Excerpt to read:

[Start of section]

Over 10 years ago Larry Bossidy, former CEO of Honeywell, and Ram Charan, an academic and consultant, wrote the book Execution, The Discipline of Getting Things Done. As a student of strategy, I read it quickly.
One thing kept gnawing at me, though, that still gnaws at me today. Get what done?
In November, Rosabeth Moss Kantor, a professor at Harvard Business School wrote an article in Harvard Business Review titled Smart Leaders Focus on Execution First and Strategy Second. The corollary being that stupid leaders focus on strategy first.
She ends the article with this bromide: "In short, encourage innovation, begin with execution, and name the strategy later."
To which I say: bullshit!
In fact, if HBR bothered to search their own site, they would read a well thought out article called The Execution Trap. Perhaps the author, Roger Martin, a former University of Toronto professor and Dr. Kantor could battle it out in an educator's cage match.

[End of section]

What to do: Reproduce the passage about execution versus strategy word for word, in full.

Extracted records:
[Start of section]

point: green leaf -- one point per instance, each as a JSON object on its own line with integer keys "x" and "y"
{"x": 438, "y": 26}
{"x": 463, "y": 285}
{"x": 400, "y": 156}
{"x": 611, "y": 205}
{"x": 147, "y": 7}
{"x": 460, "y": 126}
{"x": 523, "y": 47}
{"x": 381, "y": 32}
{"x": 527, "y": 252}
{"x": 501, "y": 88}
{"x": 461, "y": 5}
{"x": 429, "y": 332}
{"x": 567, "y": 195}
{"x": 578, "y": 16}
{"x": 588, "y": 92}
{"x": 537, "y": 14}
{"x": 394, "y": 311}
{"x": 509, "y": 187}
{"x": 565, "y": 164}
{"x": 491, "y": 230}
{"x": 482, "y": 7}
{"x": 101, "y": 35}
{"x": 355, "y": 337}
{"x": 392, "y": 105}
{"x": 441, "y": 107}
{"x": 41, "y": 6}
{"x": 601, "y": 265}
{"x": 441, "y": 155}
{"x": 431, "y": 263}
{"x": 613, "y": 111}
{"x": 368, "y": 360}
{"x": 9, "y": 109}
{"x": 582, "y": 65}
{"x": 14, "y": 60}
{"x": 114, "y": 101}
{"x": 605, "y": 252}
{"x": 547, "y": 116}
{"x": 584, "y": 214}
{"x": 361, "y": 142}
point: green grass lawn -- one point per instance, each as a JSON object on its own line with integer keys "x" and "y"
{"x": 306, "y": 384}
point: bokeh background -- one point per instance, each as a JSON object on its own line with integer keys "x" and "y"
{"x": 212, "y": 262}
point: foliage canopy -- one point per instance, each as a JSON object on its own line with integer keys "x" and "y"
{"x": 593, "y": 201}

[End of section]
[Start of section]

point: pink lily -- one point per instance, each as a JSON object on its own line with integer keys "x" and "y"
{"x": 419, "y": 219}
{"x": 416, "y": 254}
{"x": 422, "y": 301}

[End of section]

Output of the exercise:
Over 10 years ago Larry Bossidy, former CEO of Honeywell, and Ram Charan, an academic and consultant, wrote the book Execution, The Discipline of Getting Things Done. As a student of strategy, I read it quickly.
One thing kept gnawing at me, though, that still gnaws at me today. Get what done?
In November, Rosabeth Moss Kantor, a professor at Harvard Business School wrote an article in Harvard Business Review titled Smart Leaders Focus on Execution First and Strategy Second. The corollary being that stupid leaders focus on strategy first.
She ends the article with this bromide: "In short, encourage innovation, begin with execution, and name the strategy later."
To which I say: bullshit!
In fact, if HBR bothered to search their own site, they would read a well thought out article called The Execution Trap. Perhaps the author, Roger Martin, a former University of Toronto professor and Dr. Kantor could battle it out in an educator's cage match.